### Task brief
Extract from the records below every line that contains the word "each", and copy those lines in their original order.

[Extracted data entries]
•••
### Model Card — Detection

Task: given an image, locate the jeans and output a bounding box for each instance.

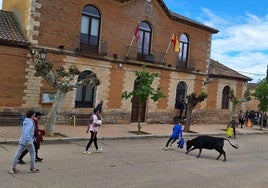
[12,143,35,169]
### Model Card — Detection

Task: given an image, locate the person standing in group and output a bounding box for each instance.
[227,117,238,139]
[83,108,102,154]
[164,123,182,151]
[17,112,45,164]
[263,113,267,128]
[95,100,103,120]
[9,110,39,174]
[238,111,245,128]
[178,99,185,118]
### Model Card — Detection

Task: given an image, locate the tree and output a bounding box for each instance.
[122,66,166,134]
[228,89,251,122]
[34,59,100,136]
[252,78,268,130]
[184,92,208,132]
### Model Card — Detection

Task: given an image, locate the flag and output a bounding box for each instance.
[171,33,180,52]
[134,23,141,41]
•••
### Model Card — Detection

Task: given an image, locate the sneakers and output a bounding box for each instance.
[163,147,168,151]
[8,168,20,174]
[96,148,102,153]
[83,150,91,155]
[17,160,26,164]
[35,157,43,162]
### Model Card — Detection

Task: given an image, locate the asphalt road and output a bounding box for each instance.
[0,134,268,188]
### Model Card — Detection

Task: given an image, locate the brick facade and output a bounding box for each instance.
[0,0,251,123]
•••
### Solution
Task: given an image, locate the jeans and output a bounding box for each instance.
Task: given an image, locate the person standing in group and output a bounding box for each instance.
Task: given an image, locate the tree and output a bounding box for each instance.
Task: given an image, locate the flag and output a bounding box for each instance.
Task: given an image, locate the sneakers and output a bounding box for each instance.
Task: given an image, locate the asphalt road and output a bounding box for each instance.
Task: given an image, locate the brick facade and output a bounding box for each instance.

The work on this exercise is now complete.